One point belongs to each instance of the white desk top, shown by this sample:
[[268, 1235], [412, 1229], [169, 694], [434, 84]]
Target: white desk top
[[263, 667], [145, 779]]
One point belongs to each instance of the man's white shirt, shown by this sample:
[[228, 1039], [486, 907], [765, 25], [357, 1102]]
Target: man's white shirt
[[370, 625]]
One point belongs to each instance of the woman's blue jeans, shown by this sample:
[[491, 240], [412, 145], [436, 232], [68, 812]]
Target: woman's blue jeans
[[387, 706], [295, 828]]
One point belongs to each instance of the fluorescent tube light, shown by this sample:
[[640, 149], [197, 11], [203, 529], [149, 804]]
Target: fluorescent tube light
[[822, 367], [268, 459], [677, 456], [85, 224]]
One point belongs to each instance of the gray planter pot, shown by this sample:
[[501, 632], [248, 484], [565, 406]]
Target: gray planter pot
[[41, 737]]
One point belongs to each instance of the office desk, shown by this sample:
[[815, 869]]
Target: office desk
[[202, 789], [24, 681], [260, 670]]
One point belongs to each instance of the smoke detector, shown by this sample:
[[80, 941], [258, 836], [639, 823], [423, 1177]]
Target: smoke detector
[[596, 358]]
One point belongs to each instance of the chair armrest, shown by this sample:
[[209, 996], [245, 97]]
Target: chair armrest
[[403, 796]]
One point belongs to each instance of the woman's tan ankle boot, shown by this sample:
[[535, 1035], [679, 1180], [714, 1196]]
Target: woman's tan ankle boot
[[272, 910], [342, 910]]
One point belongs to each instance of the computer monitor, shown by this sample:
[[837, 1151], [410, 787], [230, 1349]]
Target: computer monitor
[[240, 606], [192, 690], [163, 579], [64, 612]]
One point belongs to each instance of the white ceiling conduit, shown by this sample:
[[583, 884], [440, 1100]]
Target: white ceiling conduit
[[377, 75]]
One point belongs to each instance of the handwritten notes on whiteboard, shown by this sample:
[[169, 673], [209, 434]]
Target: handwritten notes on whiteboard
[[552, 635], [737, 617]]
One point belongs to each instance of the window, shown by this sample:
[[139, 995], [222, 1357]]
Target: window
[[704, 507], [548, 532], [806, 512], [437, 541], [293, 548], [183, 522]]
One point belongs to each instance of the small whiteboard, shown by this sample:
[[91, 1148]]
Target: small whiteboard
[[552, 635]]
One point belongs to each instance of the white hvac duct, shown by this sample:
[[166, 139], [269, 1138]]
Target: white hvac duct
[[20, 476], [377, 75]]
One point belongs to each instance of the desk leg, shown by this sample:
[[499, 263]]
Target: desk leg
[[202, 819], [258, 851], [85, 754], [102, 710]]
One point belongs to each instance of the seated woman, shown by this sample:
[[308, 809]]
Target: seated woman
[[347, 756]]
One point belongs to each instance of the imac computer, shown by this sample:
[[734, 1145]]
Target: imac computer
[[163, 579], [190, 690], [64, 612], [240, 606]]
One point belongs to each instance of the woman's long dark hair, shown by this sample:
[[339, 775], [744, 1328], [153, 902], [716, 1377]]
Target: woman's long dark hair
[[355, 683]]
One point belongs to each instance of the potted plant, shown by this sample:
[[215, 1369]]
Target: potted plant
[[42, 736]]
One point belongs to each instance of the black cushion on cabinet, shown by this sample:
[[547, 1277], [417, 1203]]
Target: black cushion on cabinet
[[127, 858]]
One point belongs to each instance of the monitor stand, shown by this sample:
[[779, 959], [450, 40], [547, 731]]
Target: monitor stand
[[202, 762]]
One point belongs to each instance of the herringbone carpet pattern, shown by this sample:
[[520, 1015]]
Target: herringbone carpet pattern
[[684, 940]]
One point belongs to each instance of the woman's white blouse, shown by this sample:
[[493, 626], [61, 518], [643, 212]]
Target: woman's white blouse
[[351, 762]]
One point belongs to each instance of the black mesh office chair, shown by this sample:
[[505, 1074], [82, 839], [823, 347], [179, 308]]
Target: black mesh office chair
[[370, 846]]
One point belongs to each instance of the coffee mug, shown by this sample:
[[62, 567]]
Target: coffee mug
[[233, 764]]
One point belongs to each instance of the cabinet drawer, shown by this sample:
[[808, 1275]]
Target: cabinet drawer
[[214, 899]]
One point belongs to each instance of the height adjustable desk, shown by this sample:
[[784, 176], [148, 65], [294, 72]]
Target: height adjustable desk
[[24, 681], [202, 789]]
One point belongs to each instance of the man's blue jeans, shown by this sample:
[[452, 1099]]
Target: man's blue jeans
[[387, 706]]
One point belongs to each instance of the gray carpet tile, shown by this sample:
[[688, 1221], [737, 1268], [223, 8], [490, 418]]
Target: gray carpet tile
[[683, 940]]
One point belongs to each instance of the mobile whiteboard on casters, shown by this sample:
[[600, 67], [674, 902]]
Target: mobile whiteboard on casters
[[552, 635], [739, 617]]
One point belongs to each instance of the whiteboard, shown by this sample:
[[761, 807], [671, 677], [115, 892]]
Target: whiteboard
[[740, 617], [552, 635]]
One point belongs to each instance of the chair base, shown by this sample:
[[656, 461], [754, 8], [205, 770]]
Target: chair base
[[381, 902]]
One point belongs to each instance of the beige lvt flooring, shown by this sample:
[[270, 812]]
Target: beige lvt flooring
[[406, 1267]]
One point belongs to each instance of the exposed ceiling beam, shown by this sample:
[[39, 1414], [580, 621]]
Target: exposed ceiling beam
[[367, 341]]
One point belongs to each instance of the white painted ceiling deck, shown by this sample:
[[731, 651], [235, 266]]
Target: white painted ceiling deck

- **Exercise requirements**: Copy the material word for word, beginning at the line that contains "One point belongs to each instance of the small" and ending with the line that contains "[[552, 635]]". Include both of those lines.

- **Task answer**:
One point belongs to each instance of the small whiteboard, shown by this sample:
[[91, 1148]]
Target: small whiteboard
[[552, 635]]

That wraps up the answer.